◆ Exercise prompt:
Within the entries below, the lines from the one with "# indicate the helmet" through the one with "# indicate the spectator" are to be set down exactly, both ends kept.

◆ Data shown:
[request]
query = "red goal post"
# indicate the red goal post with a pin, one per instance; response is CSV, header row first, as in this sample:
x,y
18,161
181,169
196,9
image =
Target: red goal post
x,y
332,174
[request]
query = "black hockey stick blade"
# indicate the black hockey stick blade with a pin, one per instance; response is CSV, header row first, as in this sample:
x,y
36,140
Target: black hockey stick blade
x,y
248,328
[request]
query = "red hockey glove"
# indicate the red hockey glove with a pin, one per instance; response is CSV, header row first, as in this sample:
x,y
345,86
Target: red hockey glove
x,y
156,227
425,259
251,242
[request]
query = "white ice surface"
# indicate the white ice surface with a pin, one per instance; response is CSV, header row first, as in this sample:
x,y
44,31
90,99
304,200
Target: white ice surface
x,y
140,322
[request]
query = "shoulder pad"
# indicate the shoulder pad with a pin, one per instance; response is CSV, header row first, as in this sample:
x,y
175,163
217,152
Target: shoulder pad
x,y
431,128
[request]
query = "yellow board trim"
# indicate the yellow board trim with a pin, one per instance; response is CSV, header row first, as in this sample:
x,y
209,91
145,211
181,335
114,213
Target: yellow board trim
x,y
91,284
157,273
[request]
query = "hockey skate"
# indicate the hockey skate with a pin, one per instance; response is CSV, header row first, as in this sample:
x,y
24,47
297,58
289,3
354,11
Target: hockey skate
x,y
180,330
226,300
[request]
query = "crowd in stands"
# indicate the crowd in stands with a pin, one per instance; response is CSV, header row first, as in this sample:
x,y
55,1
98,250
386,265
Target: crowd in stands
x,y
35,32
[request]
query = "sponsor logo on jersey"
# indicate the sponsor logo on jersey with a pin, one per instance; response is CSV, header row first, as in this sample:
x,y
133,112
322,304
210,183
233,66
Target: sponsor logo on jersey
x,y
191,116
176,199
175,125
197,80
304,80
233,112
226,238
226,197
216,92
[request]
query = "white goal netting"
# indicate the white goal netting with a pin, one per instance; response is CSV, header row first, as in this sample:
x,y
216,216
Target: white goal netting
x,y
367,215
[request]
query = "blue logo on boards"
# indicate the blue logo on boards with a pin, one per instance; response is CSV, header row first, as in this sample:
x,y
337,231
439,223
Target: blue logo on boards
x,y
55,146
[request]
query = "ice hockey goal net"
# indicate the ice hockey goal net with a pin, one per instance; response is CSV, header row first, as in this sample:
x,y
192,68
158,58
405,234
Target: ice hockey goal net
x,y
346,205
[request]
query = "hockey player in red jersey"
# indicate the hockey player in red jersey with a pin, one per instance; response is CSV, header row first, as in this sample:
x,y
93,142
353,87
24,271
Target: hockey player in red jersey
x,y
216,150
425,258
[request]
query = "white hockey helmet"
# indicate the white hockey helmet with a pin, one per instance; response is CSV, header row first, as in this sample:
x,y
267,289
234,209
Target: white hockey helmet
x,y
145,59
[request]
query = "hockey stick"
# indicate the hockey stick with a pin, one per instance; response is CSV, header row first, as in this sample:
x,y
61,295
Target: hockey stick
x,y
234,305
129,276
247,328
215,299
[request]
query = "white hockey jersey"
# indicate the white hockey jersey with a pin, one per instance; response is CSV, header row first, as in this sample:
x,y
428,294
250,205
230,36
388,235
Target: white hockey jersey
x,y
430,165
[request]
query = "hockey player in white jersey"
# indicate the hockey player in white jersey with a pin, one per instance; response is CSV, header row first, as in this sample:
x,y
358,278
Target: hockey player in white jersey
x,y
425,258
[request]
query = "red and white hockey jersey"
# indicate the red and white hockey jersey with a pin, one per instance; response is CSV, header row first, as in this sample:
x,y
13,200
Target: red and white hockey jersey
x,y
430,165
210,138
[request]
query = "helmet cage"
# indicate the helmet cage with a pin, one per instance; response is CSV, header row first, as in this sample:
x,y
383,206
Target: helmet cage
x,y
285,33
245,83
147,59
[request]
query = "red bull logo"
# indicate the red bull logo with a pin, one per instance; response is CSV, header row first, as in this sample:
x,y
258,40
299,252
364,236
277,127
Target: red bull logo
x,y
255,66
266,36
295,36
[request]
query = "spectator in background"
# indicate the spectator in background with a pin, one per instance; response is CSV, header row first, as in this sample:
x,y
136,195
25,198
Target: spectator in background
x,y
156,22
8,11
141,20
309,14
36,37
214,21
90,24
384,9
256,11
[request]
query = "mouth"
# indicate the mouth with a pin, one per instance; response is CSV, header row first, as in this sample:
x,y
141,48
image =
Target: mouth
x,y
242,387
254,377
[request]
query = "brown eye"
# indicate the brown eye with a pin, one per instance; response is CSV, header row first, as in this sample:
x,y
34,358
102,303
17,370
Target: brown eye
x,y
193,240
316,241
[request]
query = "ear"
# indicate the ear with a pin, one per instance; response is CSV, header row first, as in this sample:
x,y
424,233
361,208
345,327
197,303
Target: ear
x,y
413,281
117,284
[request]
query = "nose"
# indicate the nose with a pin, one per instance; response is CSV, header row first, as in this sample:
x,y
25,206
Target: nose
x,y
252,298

◆ Exercise result:
# indicate the helmet cage with a pin, one per instance; response is CSV, header row first, as in this sample:
x,y
383,206
Target: helmet cage
x,y
285,33
245,83
147,59
[request]
query = "red bull logo"
# indicate the red bull logo with a pin, one per instance; response is CSV, header row first, as in this sample:
x,y
258,40
299,252
364,236
277,127
Target: red bull logo
x,y
255,66
266,36
295,36
[request]
query = "spectator in background"
# indicate the spectator in background with a pin, one per instance; response is CSV, header row first, as in this sample:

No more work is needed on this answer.